▶ [AIM OF THE TASK] Gather every line below that contains the word "railing", copying each one in full. A match must agree in case.
== DATA SHOWN ==
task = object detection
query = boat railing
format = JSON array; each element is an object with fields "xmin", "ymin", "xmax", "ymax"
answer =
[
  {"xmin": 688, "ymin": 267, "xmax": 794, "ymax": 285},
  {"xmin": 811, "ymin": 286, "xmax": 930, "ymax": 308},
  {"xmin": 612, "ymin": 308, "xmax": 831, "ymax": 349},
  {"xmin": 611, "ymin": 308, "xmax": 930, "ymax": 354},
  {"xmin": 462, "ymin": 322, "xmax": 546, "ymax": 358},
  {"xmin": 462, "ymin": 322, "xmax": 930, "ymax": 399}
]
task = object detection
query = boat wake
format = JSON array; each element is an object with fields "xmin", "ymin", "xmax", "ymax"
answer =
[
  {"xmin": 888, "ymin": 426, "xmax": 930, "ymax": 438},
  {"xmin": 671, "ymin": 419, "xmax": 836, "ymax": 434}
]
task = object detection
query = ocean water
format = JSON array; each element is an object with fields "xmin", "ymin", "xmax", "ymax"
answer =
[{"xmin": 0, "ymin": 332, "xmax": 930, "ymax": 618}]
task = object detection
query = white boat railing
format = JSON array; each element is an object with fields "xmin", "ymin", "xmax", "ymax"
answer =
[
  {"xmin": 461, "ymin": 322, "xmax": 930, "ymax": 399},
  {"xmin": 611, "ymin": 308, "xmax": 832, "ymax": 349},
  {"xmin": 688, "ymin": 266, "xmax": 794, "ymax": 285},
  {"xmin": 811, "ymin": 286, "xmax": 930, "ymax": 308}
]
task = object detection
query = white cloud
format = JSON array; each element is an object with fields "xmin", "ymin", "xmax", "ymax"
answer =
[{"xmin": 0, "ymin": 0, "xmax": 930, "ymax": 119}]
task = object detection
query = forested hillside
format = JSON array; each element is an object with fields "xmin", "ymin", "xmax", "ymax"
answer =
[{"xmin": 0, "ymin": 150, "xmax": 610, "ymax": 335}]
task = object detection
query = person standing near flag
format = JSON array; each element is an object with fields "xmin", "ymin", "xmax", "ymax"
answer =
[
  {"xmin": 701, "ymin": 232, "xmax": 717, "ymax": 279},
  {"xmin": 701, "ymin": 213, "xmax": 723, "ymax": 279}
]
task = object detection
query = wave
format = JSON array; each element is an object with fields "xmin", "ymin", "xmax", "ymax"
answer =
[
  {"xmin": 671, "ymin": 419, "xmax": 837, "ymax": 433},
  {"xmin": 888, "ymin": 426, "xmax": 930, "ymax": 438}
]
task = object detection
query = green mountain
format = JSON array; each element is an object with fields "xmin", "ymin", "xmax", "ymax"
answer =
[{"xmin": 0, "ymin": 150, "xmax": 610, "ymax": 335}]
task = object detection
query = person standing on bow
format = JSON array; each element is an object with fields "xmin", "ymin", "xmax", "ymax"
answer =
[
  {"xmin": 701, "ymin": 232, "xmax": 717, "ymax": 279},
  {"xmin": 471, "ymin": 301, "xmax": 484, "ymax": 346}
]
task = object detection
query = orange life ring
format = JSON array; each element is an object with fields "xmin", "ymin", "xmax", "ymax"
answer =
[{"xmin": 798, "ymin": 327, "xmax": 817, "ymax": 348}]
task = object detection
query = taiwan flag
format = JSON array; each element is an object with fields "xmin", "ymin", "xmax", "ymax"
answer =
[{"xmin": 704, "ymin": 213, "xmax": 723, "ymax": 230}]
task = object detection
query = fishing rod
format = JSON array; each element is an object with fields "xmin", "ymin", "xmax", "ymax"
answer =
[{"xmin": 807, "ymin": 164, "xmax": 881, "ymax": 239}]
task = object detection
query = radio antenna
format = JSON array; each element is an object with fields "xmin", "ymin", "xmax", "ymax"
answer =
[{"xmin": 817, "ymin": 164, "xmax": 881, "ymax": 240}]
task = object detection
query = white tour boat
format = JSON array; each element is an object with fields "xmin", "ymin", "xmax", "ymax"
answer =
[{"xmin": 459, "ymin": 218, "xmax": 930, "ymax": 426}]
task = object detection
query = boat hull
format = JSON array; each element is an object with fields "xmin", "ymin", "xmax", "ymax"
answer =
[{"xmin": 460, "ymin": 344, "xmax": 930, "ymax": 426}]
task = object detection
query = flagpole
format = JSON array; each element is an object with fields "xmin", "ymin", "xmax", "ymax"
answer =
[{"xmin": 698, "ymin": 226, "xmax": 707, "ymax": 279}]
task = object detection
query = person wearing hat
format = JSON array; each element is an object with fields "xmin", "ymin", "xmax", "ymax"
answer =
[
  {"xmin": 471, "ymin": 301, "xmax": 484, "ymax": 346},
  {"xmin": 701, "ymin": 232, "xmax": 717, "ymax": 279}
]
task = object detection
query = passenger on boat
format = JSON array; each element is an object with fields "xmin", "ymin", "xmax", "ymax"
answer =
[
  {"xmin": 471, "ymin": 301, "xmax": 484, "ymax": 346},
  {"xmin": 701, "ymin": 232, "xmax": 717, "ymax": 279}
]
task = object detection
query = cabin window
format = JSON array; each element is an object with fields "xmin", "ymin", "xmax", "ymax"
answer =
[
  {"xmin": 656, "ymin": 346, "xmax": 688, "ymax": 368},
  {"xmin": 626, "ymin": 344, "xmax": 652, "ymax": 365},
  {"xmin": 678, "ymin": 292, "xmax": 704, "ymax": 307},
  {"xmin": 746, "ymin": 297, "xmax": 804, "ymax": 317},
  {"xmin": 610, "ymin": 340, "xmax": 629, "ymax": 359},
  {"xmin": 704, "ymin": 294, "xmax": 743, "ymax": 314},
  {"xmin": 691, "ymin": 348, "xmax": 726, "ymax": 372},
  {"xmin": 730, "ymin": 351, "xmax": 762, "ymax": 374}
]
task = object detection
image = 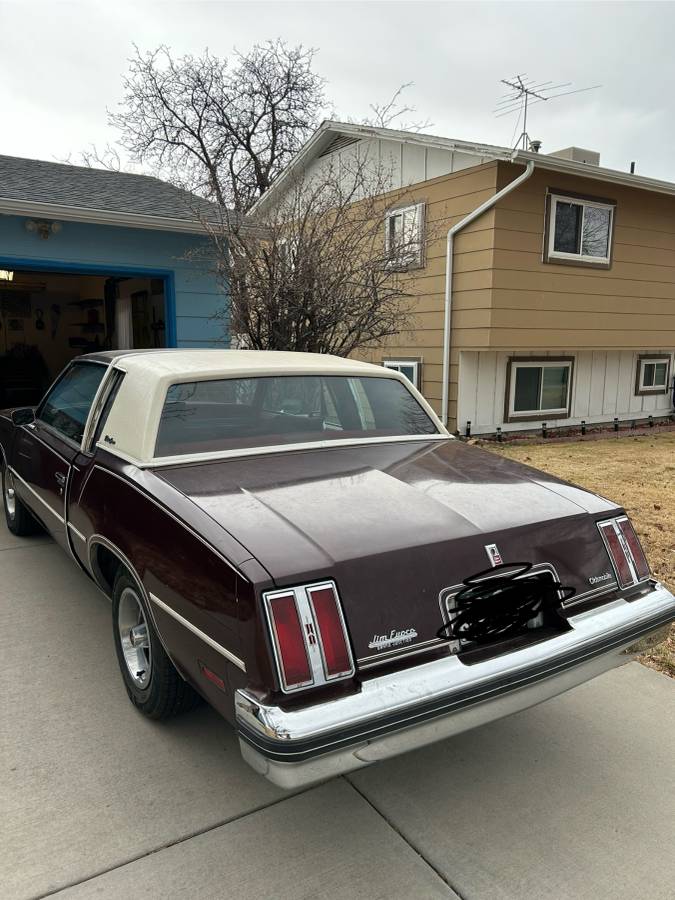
===
▶ [SOLUTION TO THE EXERCISE]
query = boat railing
query = white boat railing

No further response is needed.